# START OF EXCERPT TO READ

John Reynders, Los Alamos National Laboratory

In 1995, the National Science Foundation awarded a contract to a group of CRPC researchers and colleagues to study Problem Solving Environments (PSEs). PSEs are integrated collections of software tools that scientists can use to facilitate solving computationally intensive problems. (See Winter 1996 Parallel Computing Research, page 11.) Led by K. Mani Chandy of Caltech, the group includes collaborators from Los Alamos National Laboratory, Indiana University, Drexel University, and New Mexico State University. The project spans four related areas, one of which is the development of object-oriented libraries of parallel program templates to support PSEs. Following are descriptions of three efforts in this area that are currently underway at the Los Alamos National Laboratory (LANL) Advanced Computing Laboratory.


The Parallel Object-Oriented Methods and Applications (POOMA) FrameWork effort is an application-driven software infrastructure of layered class libraries designed to increase simulation lifetime, portability, and agility across rapidly evolving high-performance computing architectures. The POOMA FrameWork achieves these goals through:

  • Code portability across serial, distributed, and parallel architectures with no change to source code
  • The development of reusable, cross-problem-domain components to enable rapid application development
  • Code efficiency for kernels and components relevant to scientific simulation
  • Driving the FrameWork design and development with applications from a diverse set of scientific problem domains
  • Shortening the time from problem inception to working parallel simulations

The FrameWork provides an integrated layered system of objects in which each object higher in the FrameWork is composed of or uses objects that are lower in the FrameWork. In the case of the POOMA FrameWork, the higher layers provide objects that capture the main abstractions of scientific problem domains (particles, fields, matrices) in a representation of mathematical expressions preserved in the application source code. The interface to these high-level objects are mostly data parallel and array syntax structures that provide the application developer with a familiar programming environment. Many new users to the FrameWork are able to build simple working POOMA codes in a single day with no knowledge of C++.

The objects that are lower in the FrameWork focus more on capturing the abstractions relevant to parallelism and efficient node-level simulation, such as communications, domain decomposition, threading, and load balancing. Although a high-level interface may be data-parallel, this does not preclude the low-level constituent objects from participating in a task-parallel manner. This provides the ease of a data-parallel interface with the efficiency of MIMD implementation.

This layered approach provides a natural breakdown of responsibility in application development. Computer science specialists can focus on the lower realms of the FrameWork optimizing kernels and message-passing techniques without having to know the details of the application being constructed. The physicists, on the other hand, can construct algorithms, components, and simulations with objects in the higher levels of the FrameWork without having to know the specific implementation details of the objects that compose the application. This design allows for efficient team code development with no single member of the team having to know all the details of the computer and physics problem domains. With the POOMA FrameWork, it is possible for a scientist to build an application that runs on a variety of distributed memory architectures without any knowledge or understanding of parallel simulation.

# END OF EXCERPT TO READ

• _TASK INSTRUCTIONS_
(a) Duplicate the POOMA passage from "John Reynders, Los" to "Advanced Computing Laboratory.".
(b) The POOMA passage gives examples of the abstractions captured by the objects lower in the FrameWork. List every one.
(c) For each statement, say whether it agrees with the POOMA passage, and quote the words that decide it.
(i) New users need some knowledge of C++ to build simple working POOMA codes.
(ii) The National Science Foundation awarded the contract in 1995.
(iii) Computer science specialists must know the details of the application being constructed.
The rows that come next have no connection to the POOMA passage.

# START OF RECORDS

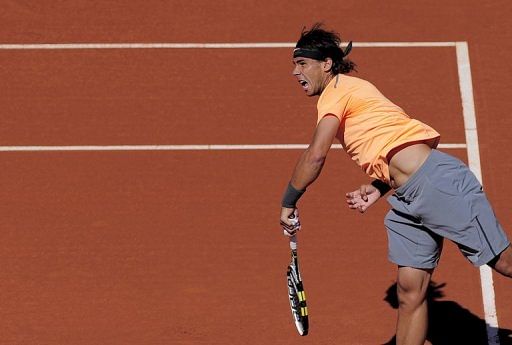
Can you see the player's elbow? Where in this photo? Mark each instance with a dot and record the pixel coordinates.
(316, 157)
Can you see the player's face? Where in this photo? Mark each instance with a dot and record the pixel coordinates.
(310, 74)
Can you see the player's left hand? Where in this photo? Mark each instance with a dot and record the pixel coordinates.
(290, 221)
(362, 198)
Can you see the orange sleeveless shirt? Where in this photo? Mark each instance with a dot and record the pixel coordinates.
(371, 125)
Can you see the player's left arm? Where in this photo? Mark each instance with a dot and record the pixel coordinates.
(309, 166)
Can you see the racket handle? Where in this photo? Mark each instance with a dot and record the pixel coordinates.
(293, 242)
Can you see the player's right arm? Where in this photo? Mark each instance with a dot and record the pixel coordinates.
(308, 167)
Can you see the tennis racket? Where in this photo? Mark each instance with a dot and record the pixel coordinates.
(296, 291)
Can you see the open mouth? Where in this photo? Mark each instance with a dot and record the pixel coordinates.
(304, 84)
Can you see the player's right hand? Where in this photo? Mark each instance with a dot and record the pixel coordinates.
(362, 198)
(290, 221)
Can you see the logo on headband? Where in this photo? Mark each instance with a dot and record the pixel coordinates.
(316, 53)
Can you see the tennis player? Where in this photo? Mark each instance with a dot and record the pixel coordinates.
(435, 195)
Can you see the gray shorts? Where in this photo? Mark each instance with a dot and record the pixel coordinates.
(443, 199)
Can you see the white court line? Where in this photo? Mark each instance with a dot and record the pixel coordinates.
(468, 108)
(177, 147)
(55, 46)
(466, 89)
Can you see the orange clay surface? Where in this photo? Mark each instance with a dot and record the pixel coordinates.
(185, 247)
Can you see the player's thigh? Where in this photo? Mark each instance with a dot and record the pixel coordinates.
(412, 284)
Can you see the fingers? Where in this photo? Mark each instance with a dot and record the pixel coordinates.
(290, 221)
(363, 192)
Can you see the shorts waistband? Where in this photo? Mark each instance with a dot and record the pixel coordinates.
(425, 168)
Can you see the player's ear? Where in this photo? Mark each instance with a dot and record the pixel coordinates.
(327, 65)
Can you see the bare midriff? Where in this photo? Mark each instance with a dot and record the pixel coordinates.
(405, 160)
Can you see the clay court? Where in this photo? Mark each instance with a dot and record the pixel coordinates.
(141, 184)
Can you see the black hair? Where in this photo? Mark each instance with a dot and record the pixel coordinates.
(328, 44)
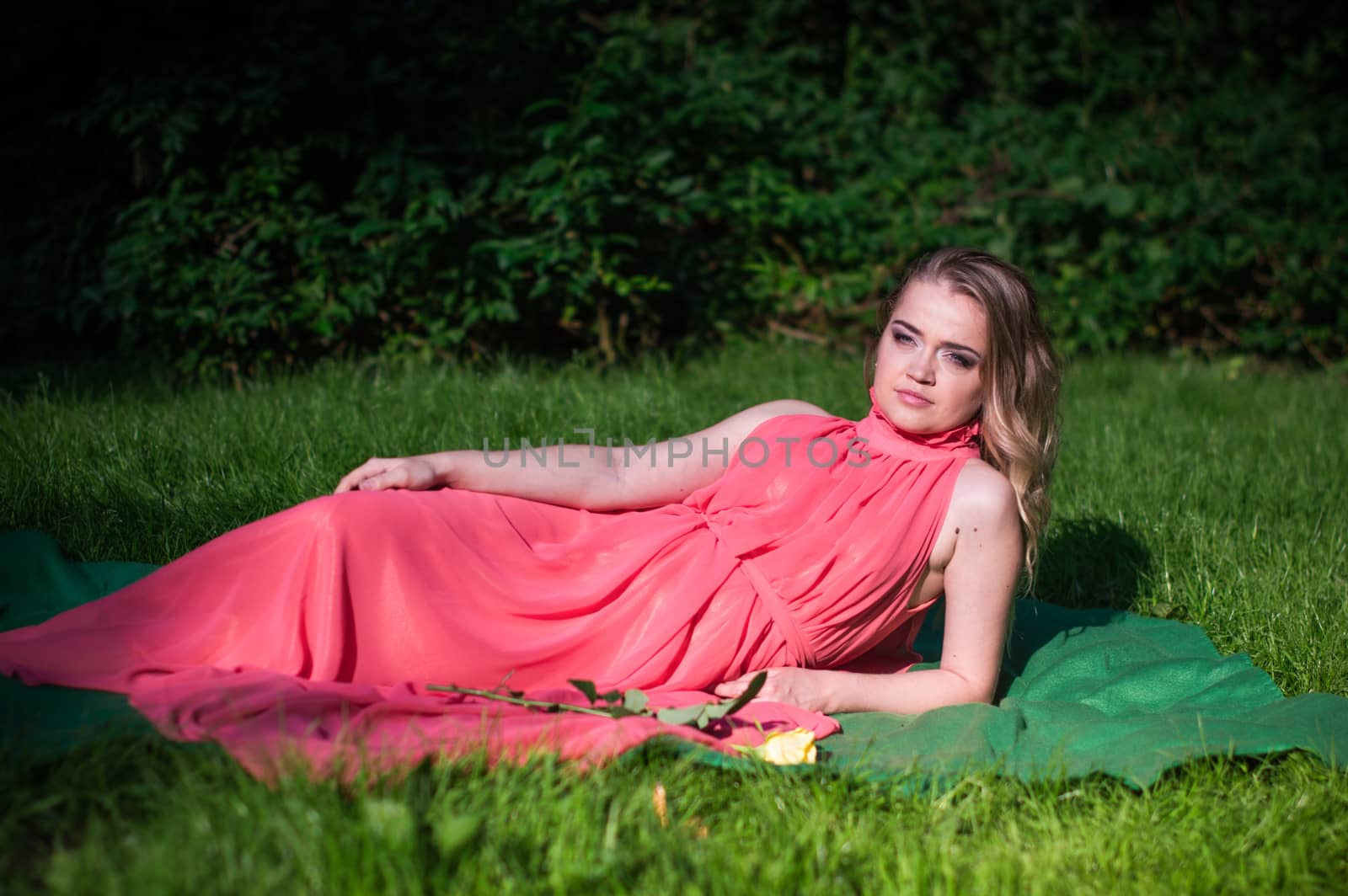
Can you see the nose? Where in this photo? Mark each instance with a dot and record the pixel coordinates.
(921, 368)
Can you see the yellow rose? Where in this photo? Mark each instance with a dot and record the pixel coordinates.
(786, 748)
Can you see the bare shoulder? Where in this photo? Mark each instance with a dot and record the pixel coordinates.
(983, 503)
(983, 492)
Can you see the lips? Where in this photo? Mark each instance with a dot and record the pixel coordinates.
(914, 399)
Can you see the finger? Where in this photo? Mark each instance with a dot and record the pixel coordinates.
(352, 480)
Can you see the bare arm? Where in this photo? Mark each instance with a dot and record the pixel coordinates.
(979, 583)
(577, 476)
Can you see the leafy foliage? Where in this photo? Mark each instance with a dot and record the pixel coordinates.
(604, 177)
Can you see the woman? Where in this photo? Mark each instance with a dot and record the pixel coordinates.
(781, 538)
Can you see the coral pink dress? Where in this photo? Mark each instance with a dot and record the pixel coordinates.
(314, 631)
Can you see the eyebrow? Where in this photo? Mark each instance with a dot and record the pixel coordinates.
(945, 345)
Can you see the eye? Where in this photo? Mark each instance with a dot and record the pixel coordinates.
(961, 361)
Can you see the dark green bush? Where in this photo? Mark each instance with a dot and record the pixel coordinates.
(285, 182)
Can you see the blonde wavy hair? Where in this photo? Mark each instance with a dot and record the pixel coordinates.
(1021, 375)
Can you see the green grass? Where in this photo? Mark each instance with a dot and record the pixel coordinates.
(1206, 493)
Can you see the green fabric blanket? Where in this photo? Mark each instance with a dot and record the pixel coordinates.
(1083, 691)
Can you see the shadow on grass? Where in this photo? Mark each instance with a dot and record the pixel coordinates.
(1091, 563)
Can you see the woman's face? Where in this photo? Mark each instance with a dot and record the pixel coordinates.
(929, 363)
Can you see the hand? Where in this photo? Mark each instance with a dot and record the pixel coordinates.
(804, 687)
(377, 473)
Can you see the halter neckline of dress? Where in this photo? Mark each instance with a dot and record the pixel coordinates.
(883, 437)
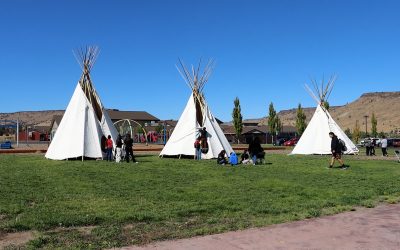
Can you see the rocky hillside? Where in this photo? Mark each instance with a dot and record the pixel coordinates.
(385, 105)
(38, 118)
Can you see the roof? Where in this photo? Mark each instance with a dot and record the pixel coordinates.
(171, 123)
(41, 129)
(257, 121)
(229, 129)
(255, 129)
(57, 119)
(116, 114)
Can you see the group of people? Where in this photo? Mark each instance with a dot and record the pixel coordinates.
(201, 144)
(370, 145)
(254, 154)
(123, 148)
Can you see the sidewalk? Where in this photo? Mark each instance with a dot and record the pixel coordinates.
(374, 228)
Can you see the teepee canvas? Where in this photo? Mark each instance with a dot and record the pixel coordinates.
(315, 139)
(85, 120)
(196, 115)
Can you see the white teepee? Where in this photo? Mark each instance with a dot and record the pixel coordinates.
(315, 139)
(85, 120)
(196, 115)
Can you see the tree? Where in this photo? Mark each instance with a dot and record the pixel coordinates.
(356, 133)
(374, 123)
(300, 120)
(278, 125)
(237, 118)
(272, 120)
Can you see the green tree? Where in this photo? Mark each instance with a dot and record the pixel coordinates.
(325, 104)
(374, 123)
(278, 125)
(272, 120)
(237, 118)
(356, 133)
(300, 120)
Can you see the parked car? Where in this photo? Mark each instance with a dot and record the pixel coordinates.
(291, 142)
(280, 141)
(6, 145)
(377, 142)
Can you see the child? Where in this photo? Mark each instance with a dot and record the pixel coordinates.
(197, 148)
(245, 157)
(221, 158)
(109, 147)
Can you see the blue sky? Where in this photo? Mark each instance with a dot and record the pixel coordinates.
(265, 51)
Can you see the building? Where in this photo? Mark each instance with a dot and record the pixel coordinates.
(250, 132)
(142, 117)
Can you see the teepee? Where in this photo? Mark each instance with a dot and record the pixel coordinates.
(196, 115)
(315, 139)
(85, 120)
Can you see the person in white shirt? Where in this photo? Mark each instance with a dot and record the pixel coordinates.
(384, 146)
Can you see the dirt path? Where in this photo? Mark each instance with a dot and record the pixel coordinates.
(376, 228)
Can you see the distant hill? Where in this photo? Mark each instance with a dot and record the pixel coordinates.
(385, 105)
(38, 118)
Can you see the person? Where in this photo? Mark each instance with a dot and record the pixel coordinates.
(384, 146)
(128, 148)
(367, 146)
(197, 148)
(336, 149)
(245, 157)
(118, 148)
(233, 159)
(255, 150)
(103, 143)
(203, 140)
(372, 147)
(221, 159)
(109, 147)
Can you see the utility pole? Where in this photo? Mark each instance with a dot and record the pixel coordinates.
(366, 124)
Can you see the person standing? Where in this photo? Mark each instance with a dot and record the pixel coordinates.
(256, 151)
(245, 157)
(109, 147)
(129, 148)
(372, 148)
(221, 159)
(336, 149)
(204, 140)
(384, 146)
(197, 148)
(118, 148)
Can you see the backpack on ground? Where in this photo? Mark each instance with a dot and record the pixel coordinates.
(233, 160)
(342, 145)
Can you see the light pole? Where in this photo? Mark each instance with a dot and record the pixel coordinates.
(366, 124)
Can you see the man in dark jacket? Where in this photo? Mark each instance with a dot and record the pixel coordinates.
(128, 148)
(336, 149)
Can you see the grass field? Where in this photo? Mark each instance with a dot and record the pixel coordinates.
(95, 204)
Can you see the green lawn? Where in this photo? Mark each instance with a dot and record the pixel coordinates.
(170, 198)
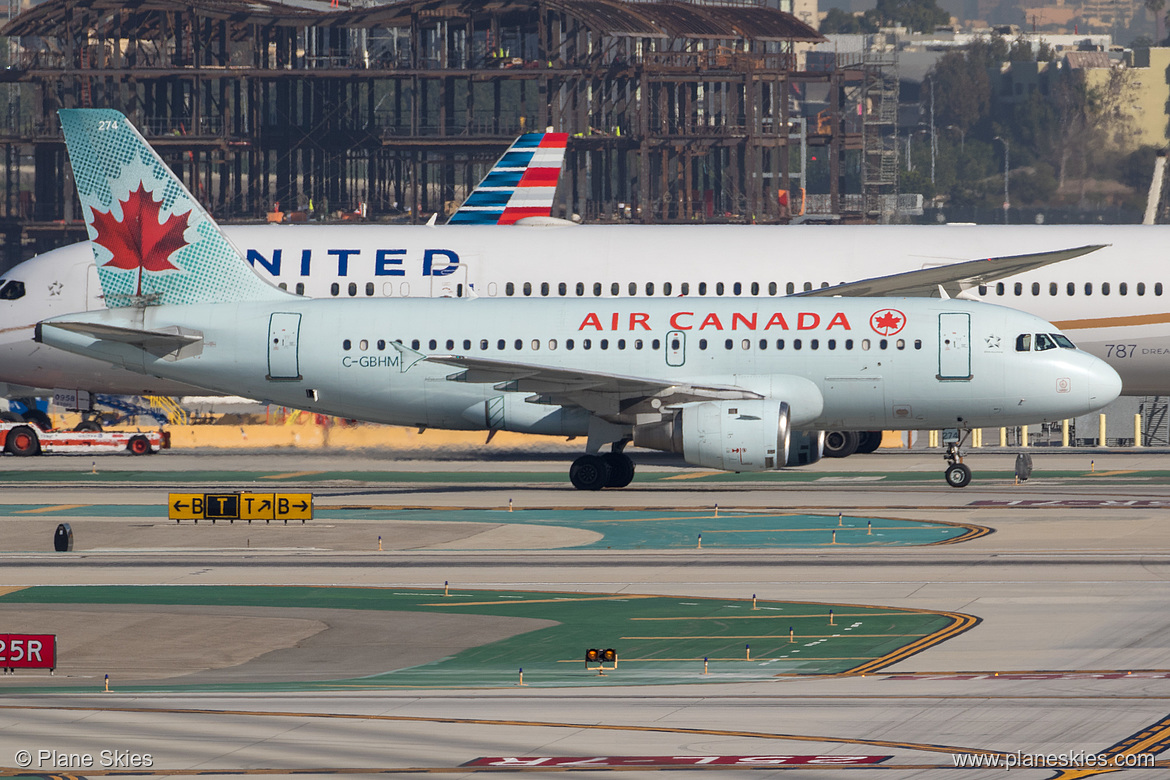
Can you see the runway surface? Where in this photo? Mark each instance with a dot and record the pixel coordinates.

# END OF RECORDS

• _RESULTS IN ORDER_
(a)
John Reynders, Los Alamos National Laboratory

In 1995, the National Science Foundation awarded a contract to a group of CRPC researchers and colleagues to study Problem Solving Environments (PSEs). PSEs are integrated collections of software tools that scientists can use to facilitate solving computationally intensive problems. (See Winter 1996 Parallel Computing Research, page 11.) Led by K. Mani Chandy of Caltech, the group includes collaborators from Los Alamos National Laboratory, Indiana University, Drexel University, and New Mexico State University. The project spans four related areas, one of which is the development of object-oriented libraries of parallel program templates to support PSEs. Following are descriptions of three efforts in this area that are currently underway at the Los Alamos National Laboratory (LANL) Advanced Computing Laboratory.

(b) communications, domain decomposition, threading, load balancing

(c)
(i) No: "Many new users to the FrameWork are able to build simple working POOMA codes in a single day with no knowledge of C++."
(ii) Yes: "In 1995, the National Science Foundation awarded a contract to a group of CRPC researchers and colleagues to study Problem Solving Environments (PSEs)."
(iii) No: "Computer science specialists can focus on the lower realms of the FrameWork optimizing kernels and message-passing techniques without having to know the details of the application being constructed."